Object position labeling records
━━━━━━━━━━

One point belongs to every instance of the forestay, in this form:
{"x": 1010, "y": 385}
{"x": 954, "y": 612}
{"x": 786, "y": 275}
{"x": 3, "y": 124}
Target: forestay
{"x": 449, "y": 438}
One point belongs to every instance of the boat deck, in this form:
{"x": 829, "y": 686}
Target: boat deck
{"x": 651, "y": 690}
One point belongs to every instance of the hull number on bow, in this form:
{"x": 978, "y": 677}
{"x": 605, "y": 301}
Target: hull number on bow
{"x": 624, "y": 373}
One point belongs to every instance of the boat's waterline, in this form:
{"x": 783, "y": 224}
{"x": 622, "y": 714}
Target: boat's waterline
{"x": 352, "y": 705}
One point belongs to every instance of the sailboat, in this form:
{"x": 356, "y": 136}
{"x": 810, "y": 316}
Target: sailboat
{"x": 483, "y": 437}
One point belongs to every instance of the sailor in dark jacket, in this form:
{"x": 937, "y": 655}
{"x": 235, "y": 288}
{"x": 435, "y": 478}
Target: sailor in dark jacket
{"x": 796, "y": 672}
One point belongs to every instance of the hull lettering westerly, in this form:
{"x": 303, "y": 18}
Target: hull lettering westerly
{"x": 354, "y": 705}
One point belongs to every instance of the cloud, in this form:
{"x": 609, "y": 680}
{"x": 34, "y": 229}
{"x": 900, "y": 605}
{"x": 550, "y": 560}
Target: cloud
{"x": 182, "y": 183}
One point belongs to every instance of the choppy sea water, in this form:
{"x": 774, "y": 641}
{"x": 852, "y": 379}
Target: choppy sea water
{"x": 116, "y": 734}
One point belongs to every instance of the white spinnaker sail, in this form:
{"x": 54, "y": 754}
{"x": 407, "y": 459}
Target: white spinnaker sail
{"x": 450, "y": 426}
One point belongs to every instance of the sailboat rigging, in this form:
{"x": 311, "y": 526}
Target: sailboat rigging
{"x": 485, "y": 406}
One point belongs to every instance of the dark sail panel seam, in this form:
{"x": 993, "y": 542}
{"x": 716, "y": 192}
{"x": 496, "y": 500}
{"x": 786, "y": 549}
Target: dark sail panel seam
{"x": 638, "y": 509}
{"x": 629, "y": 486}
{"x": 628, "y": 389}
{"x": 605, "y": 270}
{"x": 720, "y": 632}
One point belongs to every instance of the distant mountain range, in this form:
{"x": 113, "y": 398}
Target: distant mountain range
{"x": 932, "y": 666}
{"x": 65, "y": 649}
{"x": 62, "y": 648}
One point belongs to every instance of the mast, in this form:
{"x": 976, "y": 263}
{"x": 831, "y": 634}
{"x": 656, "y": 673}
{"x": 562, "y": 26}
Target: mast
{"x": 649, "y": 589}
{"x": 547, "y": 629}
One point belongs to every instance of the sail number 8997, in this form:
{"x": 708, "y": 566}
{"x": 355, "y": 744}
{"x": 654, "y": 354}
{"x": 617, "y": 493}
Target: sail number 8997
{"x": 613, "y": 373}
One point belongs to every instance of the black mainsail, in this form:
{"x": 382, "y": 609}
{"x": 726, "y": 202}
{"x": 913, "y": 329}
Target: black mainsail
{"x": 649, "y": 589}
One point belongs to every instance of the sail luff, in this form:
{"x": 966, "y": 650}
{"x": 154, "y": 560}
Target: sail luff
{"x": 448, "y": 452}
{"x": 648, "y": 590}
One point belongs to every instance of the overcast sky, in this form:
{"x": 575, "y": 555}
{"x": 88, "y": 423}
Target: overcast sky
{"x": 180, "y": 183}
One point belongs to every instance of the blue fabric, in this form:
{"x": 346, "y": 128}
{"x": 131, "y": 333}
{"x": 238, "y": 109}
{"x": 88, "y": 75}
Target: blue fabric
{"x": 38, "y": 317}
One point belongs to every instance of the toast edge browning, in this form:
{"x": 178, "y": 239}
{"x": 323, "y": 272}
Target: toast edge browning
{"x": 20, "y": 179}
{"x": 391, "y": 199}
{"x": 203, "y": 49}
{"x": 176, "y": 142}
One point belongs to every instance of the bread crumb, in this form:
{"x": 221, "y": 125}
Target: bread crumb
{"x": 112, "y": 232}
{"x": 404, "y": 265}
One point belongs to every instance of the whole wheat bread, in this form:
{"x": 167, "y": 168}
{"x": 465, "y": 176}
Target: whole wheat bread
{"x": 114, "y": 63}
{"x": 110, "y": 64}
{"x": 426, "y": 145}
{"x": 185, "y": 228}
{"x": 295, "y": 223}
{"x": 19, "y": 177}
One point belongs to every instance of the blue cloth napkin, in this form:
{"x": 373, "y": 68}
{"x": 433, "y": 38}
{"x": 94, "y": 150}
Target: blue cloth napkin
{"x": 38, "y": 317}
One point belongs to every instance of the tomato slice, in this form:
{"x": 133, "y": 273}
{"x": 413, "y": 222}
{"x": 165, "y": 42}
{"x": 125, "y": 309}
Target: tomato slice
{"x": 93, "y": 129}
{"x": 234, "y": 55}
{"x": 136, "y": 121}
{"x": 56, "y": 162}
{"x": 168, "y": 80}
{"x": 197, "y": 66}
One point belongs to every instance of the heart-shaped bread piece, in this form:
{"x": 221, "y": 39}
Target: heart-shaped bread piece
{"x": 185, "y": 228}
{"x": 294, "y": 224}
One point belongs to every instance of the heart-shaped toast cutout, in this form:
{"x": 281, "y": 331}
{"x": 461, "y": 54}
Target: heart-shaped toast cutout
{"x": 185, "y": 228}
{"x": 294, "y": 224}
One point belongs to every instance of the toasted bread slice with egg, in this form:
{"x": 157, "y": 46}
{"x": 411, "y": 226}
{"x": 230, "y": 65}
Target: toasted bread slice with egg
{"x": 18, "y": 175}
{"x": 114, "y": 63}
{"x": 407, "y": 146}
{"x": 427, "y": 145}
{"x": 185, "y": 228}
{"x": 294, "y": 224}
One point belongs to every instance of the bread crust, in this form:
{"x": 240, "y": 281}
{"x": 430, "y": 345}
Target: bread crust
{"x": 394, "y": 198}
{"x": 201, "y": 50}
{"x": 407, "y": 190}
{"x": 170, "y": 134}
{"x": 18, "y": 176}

━━━━━━━━━━

> _Exercise goal_
Duplicate every line of the records above word for word.

> _Written solution_
One point belongs to every instance of the forestay, in this form:
{"x": 1010, "y": 385}
{"x": 954, "y": 612}
{"x": 786, "y": 275}
{"x": 3, "y": 124}
Target: forestay
{"x": 449, "y": 438}
One point belongs to every instance of the boat deck, in this form:
{"x": 829, "y": 686}
Target: boat deck
{"x": 651, "y": 690}
One point belongs to every instance of the hull number on bow, in this form:
{"x": 978, "y": 677}
{"x": 605, "y": 301}
Target: hull number on bow
{"x": 624, "y": 373}
One point belongs to every instance of the boat's waterline, in this form:
{"x": 783, "y": 224}
{"x": 622, "y": 714}
Target: boat's waterline
{"x": 352, "y": 705}
One point belongs to every instance of the sailboat, in this form:
{"x": 356, "y": 136}
{"x": 810, "y": 316}
Target: sailboat
{"x": 483, "y": 437}
One point belongs to every instance of the sailor in dark jacket, in this form:
{"x": 937, "y": 655}
{"x": 235, "y": 288}
{"x": 435, "y": 478}
Target: sailor in dark jacket
{"x": 796, "y": 672}
One point belongs to every instance of the hull lettering westerly, in this form:
{"x": 303, "y": 18}
Target: hull lettering westerly
{"x": 354, "y": 705}
One point belongs to every instance of the cloud, in this form:
{"x": 609, "y": 680}
{"x": 34, "y": 229}
{"x": 900, "y": 605}
{"x": 550, "y": 560}
Target: cloud
{"x": 182, "y": 183}
One point belongs to every instance of the choppy sea water, in this form:
{"x": 774, "y": 641}
{"x": 852, "y": 379}
Target: choppy sea water
{"x": 116, "y": 734}
One point belongs to every instance of the white spinnaker sail, in this form:
{"x": 54, "y": 754}
{"x": 407, "y": 459}
Target: white spinnaker sail
{"x": 450, "y": 426}
One point belongs to every instance of the sailboat rigging, in this form:
{"x": 311, "y": 526}
Target: sailboat rigging
{"x": 485, "y": 406}
One point belongs to every instance of the dark sail panel seam, in this form:
{"x": 993, "y": 542}
{"x": 716, "y": 192}
{"x": 496, "y": 500}
{"x": 786, "y": 549}
Target: dark sail panel seam
{"x": 638, "y": 509}
{"x": 629, "y": 486}
{"x": 628, "y": 389}
{"x": 605, "y": 270}
{"x": 720, "y": 632}
One point belongs to every instance of the distant mountain range, in this form:
{"x": 113, "y": 398}
Target: distant mountain range
{"x": 932, "y": 666}
{"x": 65, "y": 649}
{"x": 62, "y": 648}
One point belongs to every instance of the mast, in this form:
{"x": 976, "y": 263}
{"x": 831, "y": 634}
{"x": 656, "y": 673}
{"x": 562, "y": 26}
Target: mast
{"x": 649, "y": 589}
{"x": 547, "y": 629}
One point belongs to every instance of the sail number 8997, in this form:
{"x": 708, "y": 566}
{"x": 355, "y": 744}
{"x": 654, "y": 354}
{"x": 617, "y": 493}
Target: sail number 8997
{"x": 613, "y": 373}
One point belongs to every instance of the black mainsail, in this form:
{"x": 382, "y": 609}
{"x": 726, "y": 202}
{"x": 913, "y": 329}
Target: black mainsail
{"x": 649, "y": 589}
One point belongs to every instance of the sail luff, in this form:
{"x": 966, "y": 650}
{"x": 154, "y": 560}
Target: sail luff
{"x": 448, "y": 452}
{"x": 648, "y": 590}
One point belongs to every instance of the overcast sky, in this form:
{"x": 575, "y": 555}
{"x": 88, "y": 423}
Target: overcast sky
{"x": 180, "y": 183}
One point belongs to every instance of the blue fabric, in this form:
{"x": 346, "y": 128}
{"x": 131, "y": 333}
{"x": 238, "y": 109}
{"x": 88, "y": 75}
Target: blue fabric
{"x": 38, "y": 317}
One point belongs to every instance of the toast edge browning, in this form:
{"x": 178, "y": 239}
{"x": 323, "y": 272}
Target: toast edge browning
{"x": 20, "y": 179}
{"x": 391, "y": 199}
{"x": 203, "y": 49}
{"x": 176, "y": 142}
One point belongs to every instance of the bread crumb, in this form:
{"x": 221, "y": 125}
Target: bread crumb
{"x": 112, "y": 232}
{"x": 404, "y": 265}
One point belongs to every instance of the whole wheat bread, in this form:
{"x": 167, "y": 168}
{"x": 465, "y": 176}
Target: whole wheat bread
{"x": 114, "y": 63}
{"x": 110, "y": 64}
{"x": 426, "y": 145}
{"x": 185, "y": 228}
{"x": 295, "y": 223}
{"x": 19, "y": 177}
One point belongs to every instance of the blue cloth napkin, in this form:
{"x": 373, "y": 68}
{"x": 433, "y": 38}
{"x": 94, "y": 150}
Target: blue cloth napkin
{"x": 38, "y": 317}
One point belongs to every instance of the tomato slice, in this form:
{"x": 133, "y": 273}
{"x": 413, "y": 222}
{"x": 165, "y": 42}
{"x": 125, "y": 309}
Target: tomato slice
{"x": 93, "y": 129}
{"x": 234, "y": 55}
{"x": 136, "y": 121}
{"x": 56, "y": 162}
{"x": 168, "y": 80}
{"x": 197, "y": 66}
One point belongs to every instance of the heart-shaped bread piece, in this form:
{"x": 221, "y": 39}
Target: heart-shaped bread piece
{"x": 185, "y": 228}
{"x": 294, "y": 224}
One point belongs to every instance of the heart-shaped toast cutout, in this form:
{"x": 281, "y": 331}
{"x": 461, "y": 54}
Target: heart-shaped toast cutout
{"x": 185, "y": 228}
{"x": 294, "y": 224}
One point belongs to every instance of the toasted bread slice with egg, in this form:
{"x": 157, "y": 46}
{"x": 411, "y": 226}
{"x": 230, "y": 65}
Target: toasted bread slice with egg
{"x": 18, "y": 175}
{"x": 114, "y": 63}
{"x": 407, "y": 146}
{"x": 427, "y": 145}
{"x": 185, "y": 228}
{"x": 294, "y": 224}
One point belongs to every instance of the bread crust, in this form:
{"x": 240, "y": 281}
{"x": 430, "y": 345}
Target: bread crust
{"x": 394, "y": 198}
{"x": 201, "y": 50}
{"x": 407, "y": 190}
{"x": 170, "y": 134}
{"x": 18, "y": 176}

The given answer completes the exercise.